EXTRACT TO READ »
_____
14 During the course of oral argument, counsel was asked whether he asserted that the Tribunal’s conclusion was based upon any positive factual finding which was unsupported by evidence. In response, he referred to the passage in the Tribunal member’s reasons (para 8 above) in which she referred to the existence ‘throughout the country’ of interrogation and detention facilities. However, the Tribunal member’s belief in the existence of such facilities is supported by one of the ‘country reports’ considered by her, being a report on Human Rights Practices in Sri Lanka published by the United States Department of State on 4 March 2002. That report refers to visits to over 2,000 police stations and over 500 detention centres during the year under review, 2001. Given the size of Sri Lanka, it seems not inaccurate to speak of ‘police and military facilities throughout the country’.

15 Mr Ower argued that, even so, the Tribunal’s conclusion was perverse and irrational. He suggested that the existence of numerous interrogation and detention centres was not a reason for doubting the appellant’s claim that he was taken blindfolded to Colombo. A similar submission was made to Driver FM. In response, his Honour referred to a passage in the judgment of McHugh and Gummow JJ in Re Minister for Immigration and Multicultural Affairs; Ex parte Applicant S20/2002 [2003] HCA 30; 198 ALR 59 at [36]-[37], in which their Honours quoted something that had been said by Dixon CJ, Williams, Webb and Fullagar JJ in The Queen v Australian Stevedoring Industry Board; Ex parte Melbourne Stevedoring Co Pty Ltd (1953) 88 CLR 100 at 120. In the earlier case, their Honours stated that inadequacy of material is not in itself a ground for prohibition. However, they added:

‘it is a circumstance which may support the inference that the tribunal is applying the wrong test or is not in reality satisfied of the requisite matters. If there are other indications that this is so or that the purpose of the function committed to the tribunal is misconceived it is but a short step to the conclusion that in truth the power has not arisen because the conditions for its exercise do not exist in law and in fact.’

16 Driver FM commented:

‘I see nothing irrational, perverse or illogical in the reasoning of the presiding member in this case. The presiding member was unable to accept that the applicant was taken to three separate locations by the Sri Lankan authorities and ultimately taken blindfolded to Colombo and detained there for three months in connection with a simple allegation that he had been supplying batteries and fuel to the LTTE. I do not necessarily agree with the reasoning of the presiding member. It is conceivable that the Sri Lankan authorities thought that they may have caught a bigger fish than might have been thought apparent from the nature of the accusations. The applicant’s eye injury could have marked him out as a combatant. It is possible that a different presiding member might have reached different conclusions on the evidence. However, mere disagreement with the analysis undertaken by the presiding member does not establish perversity, illogicality or irrationality. The conclusions reached by the presiding member were reasonably open to her on the material before her.’

17 We agree with these comments. Like Driver FM, we would not necessarily have agreed with the view of the Tribunal member, if it were for us to determine the facts of the case. However, it is not. Determination of the facts of the case was the responsibility of the Tribunal member. Whatever our personal views may have been, and we have not reached any conclusion about them, it cannot be said the Tribunal member’s view was perverse or illogical. Whether rightly or wrongly, she regarded a critical portion of the appellant’s evidence as inherently improbable and, for that reason, was unable to accept its accuracy. This was not a finding for which positive evidence was required; it was simply a matter of disbelief of evidence because of surrounding circumstances. We do not think the ‘no evidence’ ground has application to such a situation.
_____
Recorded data
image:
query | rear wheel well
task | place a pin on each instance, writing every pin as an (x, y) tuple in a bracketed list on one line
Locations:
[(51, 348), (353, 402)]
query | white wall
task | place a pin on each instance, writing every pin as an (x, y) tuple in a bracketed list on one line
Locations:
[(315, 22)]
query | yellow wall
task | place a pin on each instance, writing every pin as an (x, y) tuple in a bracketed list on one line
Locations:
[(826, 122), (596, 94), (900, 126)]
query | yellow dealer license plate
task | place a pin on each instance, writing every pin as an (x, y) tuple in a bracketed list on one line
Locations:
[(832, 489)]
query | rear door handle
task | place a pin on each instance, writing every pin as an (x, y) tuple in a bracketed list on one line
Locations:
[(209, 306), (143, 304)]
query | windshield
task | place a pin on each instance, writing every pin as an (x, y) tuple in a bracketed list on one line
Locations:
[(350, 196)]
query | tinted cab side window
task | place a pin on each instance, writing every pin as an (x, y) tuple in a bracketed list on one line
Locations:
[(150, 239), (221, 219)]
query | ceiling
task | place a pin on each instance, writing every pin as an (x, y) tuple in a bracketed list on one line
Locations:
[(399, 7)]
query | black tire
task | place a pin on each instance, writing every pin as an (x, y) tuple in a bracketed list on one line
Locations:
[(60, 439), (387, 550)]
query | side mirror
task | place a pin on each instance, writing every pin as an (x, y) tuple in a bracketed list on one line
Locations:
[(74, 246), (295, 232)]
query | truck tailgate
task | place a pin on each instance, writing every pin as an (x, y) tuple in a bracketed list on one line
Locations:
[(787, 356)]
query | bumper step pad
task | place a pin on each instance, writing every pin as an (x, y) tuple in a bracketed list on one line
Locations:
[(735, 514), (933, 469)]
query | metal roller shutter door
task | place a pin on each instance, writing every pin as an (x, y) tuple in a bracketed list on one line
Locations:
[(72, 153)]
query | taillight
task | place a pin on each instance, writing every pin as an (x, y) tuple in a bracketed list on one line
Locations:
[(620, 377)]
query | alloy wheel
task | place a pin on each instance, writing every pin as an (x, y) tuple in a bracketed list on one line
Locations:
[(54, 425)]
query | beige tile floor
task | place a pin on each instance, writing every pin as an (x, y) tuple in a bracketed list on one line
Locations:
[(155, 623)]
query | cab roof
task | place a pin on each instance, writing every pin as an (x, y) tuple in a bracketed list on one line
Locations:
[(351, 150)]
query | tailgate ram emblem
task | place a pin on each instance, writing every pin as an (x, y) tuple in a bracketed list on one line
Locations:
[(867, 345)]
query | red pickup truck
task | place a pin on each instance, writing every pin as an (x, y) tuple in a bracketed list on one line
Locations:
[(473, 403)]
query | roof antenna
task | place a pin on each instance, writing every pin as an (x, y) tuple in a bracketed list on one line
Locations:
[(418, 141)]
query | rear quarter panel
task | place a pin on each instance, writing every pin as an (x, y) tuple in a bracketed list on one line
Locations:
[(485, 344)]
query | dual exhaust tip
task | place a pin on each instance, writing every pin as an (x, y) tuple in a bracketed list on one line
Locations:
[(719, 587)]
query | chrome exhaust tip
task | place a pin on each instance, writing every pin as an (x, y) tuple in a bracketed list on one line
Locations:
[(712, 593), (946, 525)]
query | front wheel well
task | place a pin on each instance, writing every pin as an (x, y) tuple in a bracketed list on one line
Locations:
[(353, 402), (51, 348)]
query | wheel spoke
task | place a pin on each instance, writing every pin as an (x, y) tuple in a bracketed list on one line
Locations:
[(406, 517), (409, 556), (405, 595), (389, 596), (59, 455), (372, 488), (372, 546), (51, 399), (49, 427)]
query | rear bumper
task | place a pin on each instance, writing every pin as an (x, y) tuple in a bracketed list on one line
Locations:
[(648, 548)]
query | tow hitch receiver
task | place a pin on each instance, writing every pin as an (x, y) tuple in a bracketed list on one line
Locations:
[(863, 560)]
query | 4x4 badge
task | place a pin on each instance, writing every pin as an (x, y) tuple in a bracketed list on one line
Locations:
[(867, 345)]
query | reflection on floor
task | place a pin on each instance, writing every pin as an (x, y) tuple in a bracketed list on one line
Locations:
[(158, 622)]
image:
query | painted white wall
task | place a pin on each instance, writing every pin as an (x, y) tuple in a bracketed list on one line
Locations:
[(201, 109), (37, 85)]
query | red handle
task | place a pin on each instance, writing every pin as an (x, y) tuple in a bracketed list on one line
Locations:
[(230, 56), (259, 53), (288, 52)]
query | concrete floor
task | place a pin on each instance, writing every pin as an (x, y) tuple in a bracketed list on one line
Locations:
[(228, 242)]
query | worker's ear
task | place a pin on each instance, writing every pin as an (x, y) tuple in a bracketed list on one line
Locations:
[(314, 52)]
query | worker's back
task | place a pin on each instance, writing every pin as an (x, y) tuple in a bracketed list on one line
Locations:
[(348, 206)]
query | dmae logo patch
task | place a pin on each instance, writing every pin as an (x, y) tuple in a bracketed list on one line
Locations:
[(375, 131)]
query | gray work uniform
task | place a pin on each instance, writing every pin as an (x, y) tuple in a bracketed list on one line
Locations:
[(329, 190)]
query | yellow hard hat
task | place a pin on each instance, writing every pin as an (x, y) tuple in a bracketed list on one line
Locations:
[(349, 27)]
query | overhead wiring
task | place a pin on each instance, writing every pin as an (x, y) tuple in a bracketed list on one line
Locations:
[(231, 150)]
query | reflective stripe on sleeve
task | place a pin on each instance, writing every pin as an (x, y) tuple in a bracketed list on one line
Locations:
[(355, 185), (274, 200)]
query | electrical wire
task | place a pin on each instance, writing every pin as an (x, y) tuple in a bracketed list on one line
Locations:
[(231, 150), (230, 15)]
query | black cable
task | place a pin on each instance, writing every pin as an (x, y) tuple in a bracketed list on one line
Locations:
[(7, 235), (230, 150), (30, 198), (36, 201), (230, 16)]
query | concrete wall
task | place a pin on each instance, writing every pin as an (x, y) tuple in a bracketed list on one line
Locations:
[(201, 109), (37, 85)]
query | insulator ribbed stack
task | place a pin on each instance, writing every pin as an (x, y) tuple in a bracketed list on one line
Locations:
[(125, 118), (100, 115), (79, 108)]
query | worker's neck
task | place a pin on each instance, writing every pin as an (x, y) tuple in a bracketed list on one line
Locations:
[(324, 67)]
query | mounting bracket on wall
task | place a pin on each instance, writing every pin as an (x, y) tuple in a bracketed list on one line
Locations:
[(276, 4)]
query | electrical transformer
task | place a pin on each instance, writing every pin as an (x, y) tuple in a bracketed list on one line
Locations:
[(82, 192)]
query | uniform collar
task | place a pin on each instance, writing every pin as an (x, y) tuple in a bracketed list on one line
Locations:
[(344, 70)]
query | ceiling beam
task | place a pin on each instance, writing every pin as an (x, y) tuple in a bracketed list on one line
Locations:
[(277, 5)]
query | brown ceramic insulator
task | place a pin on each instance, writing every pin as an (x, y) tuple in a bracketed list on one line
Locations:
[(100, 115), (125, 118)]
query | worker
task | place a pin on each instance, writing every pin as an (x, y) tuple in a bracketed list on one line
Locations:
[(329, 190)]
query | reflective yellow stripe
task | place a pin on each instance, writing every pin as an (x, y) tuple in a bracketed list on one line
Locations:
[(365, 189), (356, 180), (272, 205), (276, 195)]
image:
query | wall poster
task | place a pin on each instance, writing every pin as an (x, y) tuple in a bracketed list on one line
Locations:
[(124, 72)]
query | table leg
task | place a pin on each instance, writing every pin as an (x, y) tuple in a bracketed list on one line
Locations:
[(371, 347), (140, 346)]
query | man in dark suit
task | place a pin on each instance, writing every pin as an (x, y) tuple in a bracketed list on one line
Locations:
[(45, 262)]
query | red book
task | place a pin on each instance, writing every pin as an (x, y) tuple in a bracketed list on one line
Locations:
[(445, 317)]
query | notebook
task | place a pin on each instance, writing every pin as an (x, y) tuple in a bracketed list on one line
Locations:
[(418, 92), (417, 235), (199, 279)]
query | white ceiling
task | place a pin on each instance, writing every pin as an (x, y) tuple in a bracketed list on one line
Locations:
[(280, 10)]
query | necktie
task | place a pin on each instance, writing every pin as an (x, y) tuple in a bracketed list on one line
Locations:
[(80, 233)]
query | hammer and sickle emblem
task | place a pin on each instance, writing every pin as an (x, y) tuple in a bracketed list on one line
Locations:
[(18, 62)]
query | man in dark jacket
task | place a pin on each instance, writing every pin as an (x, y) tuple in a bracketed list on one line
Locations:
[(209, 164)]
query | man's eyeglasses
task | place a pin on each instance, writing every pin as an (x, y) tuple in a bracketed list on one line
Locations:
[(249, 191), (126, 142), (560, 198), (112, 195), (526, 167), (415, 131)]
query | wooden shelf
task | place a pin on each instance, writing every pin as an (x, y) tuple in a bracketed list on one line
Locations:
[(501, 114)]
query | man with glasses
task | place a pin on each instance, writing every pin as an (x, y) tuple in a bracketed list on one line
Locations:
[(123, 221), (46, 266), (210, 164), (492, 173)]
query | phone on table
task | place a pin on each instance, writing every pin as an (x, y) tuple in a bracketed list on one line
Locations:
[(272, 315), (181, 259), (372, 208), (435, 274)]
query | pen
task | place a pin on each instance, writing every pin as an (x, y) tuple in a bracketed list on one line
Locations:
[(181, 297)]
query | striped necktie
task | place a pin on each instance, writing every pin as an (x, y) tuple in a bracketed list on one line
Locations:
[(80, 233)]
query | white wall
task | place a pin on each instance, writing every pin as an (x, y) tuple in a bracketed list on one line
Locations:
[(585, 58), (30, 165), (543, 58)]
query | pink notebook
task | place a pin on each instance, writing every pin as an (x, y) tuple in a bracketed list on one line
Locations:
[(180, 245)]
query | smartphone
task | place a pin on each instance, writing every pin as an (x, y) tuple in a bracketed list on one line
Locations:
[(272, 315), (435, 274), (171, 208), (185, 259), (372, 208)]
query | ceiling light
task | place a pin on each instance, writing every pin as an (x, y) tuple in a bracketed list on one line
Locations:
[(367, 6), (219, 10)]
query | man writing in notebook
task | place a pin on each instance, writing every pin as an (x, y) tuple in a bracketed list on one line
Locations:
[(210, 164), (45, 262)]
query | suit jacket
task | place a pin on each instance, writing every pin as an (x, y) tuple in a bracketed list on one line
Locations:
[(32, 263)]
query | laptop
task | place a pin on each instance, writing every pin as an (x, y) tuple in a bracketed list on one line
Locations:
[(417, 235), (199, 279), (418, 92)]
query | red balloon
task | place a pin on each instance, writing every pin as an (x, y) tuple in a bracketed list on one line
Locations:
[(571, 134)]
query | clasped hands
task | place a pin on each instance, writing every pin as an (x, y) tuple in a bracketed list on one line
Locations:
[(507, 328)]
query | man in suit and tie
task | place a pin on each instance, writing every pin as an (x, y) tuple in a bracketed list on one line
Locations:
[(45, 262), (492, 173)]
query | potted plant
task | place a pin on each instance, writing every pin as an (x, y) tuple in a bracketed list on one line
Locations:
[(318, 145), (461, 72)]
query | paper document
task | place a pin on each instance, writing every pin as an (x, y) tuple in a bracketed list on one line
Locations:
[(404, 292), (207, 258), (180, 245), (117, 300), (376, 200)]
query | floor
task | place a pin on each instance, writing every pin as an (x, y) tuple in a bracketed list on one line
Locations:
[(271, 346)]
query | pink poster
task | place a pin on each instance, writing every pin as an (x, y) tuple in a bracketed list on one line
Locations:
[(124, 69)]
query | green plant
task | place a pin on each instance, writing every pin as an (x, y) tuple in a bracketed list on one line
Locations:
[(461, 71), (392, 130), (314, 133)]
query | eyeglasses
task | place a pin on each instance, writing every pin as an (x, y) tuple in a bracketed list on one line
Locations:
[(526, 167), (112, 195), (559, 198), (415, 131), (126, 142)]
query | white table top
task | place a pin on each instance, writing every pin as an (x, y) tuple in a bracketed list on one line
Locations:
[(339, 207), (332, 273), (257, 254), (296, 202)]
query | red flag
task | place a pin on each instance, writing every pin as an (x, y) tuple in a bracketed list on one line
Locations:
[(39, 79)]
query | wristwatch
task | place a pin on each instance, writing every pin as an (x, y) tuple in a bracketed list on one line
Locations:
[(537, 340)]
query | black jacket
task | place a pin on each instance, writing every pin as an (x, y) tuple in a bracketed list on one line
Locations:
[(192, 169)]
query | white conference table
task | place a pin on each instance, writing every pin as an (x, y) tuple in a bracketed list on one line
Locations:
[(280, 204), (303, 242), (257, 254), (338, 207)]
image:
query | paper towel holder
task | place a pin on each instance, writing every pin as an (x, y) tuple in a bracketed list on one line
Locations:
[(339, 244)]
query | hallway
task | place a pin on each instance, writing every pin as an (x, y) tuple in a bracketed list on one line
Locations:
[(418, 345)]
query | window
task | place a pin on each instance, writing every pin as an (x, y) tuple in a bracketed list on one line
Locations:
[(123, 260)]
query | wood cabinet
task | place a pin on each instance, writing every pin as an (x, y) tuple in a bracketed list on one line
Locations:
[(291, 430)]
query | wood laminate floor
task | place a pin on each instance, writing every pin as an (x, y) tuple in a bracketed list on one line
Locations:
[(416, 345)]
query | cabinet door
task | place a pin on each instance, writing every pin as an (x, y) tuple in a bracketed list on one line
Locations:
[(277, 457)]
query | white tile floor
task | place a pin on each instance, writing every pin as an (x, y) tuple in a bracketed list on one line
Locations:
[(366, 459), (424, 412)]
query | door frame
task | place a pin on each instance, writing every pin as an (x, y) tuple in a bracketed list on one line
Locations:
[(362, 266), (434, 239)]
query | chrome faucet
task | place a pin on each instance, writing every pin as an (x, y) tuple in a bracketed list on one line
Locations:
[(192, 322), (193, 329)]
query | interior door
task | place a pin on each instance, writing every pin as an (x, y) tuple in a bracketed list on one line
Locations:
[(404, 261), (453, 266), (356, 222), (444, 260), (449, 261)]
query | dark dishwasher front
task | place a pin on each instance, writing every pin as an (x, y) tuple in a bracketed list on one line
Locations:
_____
CHALLENGE 1 » List the surnames of every judge or magistrate named in the judgment excerpt.
CHALLENGE 2 » In the rows, change "smartphone" to "mobile phone" from the line with "query | pink notebook" to the line with "[(272, 315), (435, 274), (171, 208), (185, 259), (372, 208)]", and give back only those lines with everything else left as it is.

ANSWER 1 » Driver, McHugh, Gummow, Dixon, Williams, Webb, Fullagar

ANSWER 2 »
query | pink notebook
task | place a pin on each instance, writing every pin as an (x, y) tuple in a bracketed list on one line
Locations:
[(180, 245)]
query | mobile phone
task | place a pin on each instance, writing every pin as an (x, y) tuple in a bracketed list on one line
Locations:
[(272, 315), (435, 274), (171, 208), (185, 259), (372, 208)]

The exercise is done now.